BEGIN Document segment
While there is a lot of spirituality permeating the human net, there is too much ego for spirituality to really be effective.  Everyone wants to be a star.  Everyone wants to shine out, to be important.  Social media can be notoriously ego-building.  We profile ourselves so others will notice:  “Isn’t she wonderful!”  “What a great idea!”  “You are really special!”  Teachers know the difficulty of educating students today.   God forbid a teacher should give a student a “B,” even worse, a “C.”  They will likely hear from the parents and the administration.  We can no longer effectively criticize another’s work or suggest that it needs improvement. Everyone wants to be accepted as they are;  every student wants an “A,” even if the work is mediocre.  We can no longer distinguish between what is truly excellent and what is average, whether in education or spirituality.  It is all lumped together as “super smart” or “really great,” a “superstar in the making” when, in fact, what is being produced is neither smart nor great.  It is acceptable—ok—nothing more.

The internet has compounded our lack of excellence, whether it is spiritual excellence, mental excellence or physical excellence.  Everyone seems to be copying from everyone else, especially if they think the “other” might have a head’s up or a lead in the competition we have imagined for ourselves.  Everything is a game, and everyone wants to be on the winning side.  In this respect, spirituality has become mundane, prosaic. One can find fifty different ways of practicing contemplation on the web, as if being fitted for a dress: “I like this method because it fits me.” Spirituality abounds but the truth is, there are very few real spiritual people.
END Document segment
BEGIN Data excerpts
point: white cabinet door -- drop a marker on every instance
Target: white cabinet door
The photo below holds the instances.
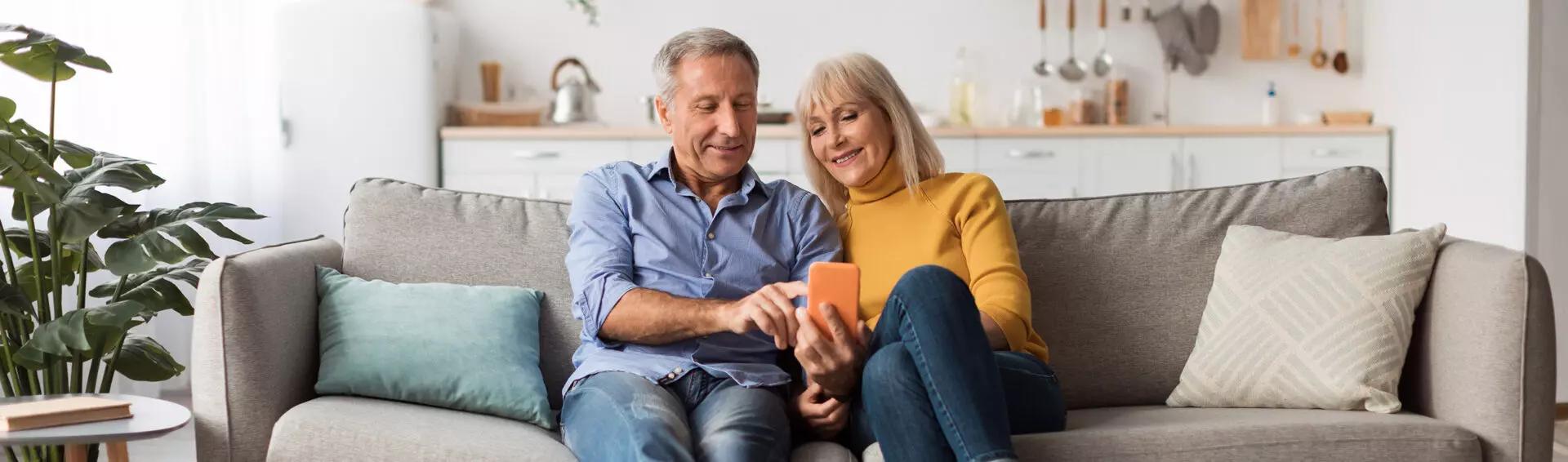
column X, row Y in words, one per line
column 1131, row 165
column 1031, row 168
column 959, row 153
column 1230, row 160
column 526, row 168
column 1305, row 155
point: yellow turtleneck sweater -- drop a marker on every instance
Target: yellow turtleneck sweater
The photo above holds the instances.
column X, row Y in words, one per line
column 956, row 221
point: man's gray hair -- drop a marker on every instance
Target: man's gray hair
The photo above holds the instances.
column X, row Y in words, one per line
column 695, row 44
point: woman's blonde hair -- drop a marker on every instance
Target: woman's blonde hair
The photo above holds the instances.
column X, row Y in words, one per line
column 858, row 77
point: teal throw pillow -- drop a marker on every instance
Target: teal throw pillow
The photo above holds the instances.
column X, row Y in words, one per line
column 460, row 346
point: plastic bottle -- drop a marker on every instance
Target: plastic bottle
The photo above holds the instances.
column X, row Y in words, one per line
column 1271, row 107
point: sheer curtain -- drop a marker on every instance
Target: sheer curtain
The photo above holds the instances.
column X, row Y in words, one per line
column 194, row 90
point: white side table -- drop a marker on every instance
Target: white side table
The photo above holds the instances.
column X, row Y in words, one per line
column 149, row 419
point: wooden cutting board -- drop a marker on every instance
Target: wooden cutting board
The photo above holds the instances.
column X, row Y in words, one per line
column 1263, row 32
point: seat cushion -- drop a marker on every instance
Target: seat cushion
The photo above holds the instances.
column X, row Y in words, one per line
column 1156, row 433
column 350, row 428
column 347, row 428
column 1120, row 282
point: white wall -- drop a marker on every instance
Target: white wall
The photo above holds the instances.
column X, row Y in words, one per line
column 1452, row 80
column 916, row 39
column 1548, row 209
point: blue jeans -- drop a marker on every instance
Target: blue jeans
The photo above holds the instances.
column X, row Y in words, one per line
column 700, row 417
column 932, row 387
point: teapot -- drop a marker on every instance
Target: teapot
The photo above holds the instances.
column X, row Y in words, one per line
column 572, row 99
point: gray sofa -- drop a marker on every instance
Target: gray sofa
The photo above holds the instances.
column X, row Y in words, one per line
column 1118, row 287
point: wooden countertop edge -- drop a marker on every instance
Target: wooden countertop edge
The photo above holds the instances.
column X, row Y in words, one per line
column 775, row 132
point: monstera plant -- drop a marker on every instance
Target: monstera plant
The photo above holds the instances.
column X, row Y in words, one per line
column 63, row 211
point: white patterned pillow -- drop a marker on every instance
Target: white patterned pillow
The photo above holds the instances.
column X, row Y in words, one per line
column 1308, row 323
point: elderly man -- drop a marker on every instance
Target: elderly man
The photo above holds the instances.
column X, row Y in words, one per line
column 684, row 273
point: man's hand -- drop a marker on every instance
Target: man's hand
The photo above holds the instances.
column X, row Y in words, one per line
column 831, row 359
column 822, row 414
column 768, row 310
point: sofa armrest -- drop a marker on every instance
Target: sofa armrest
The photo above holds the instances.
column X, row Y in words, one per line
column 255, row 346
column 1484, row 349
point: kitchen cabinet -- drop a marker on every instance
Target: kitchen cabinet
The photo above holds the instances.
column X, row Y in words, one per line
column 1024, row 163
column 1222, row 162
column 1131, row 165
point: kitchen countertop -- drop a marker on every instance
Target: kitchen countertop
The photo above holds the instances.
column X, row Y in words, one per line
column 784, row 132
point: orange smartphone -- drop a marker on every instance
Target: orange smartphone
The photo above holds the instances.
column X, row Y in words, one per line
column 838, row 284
END Data excerpts
Work to do:
[1] Please retype the passage on spirituality and ego, everything from "The internet has" down to "real spiritual people.".
[2] List every kind of excellence named in the passage on spirituality and ego.
[3] Carry on with the passage on spirituality and ego, starting after its last sentence.

Task-by-task outputs:
[1]
The internet has compounded our lack of excellence, whether it is spiritual excellence, mental excellence or physical excellence.  Everyone seems to be copying from everyone else, especially if they think the “other” might have a head’s up or a lead in the competition we have imagined for ourselves.  Everything is a game, and everyone wants to be on the winning side.  In this respect, spirituality has become mundane, prosaic. One can find fifty different ways of practicing contemplation on the web, as if being fitted for a dress: “I like this method because it fits me.” Spirituality abounds but the truth is, there are very few real spiritual people.

[2] spiritual excellence, mental excellence, physical excellence

[3]
The truly spiritual person never defines oneself as “spiritual,” no less “deeply spiritual,” because the truly spiritual are truly other-centered. This morning I gave a talk on Francis of Assisi.  Every time I recount his life, I am in awe at his spiritual genius.  He described himself as a “simple and ignorant” (or illiterate) person.  “What a person is before God,” he said, “that is what he or she is and nothing more.”   What?  Nothing more?  Francis, like many saints, had a one-track mind focused entirely on God.   The goal of his life was to fall in love with God completely and to become like Christ.   Francis did not want to become just a good person; he wanted a Godly life, one where Christ shone through every cell of his body, every word and gesture of his life.  Thomas of Celano, the earliest biographer of Francis, said that Jesus was “always on his lips and in his heart” and he described Francis’s intense Christ focus this way:

He was always with Jesus:
Jesus in his heart,
Jesus in his mouth,
Jesus in his ears,
Jesus in his eyes,
Jesus in his hands,
he bore Jesus always
in his whole body.   (Thomas of Celano 1:283)

Elsewhere he writes, “walking, sitting, eating, drinking, he was focused on prayer.”  In other words, Francis dedicated his entire life, every waking hour, to the love of God.  This was his vocation. Many other saints, in unique ways, lived whole-hearted and single-hearted lives dedicated to God.  We see through the window of the saints that the spiritual life is a life of transforming ordinary human energies into super-human divine energies of love.  The spiritual life takes all that we have and all that we are.  It is not a method or a group practice or whatever modern spirituality has carved out for itself.  It is a choice and decision to throw oneself into the arms of God.  By doing so, one throws oneself into the heart of mystery.   One lives by faith in what is not seen rather than by sight in what is seen.  There is a real desire to know the spiritual journey more deeply today but there is little patience in acquiring such knowledge and deepening it.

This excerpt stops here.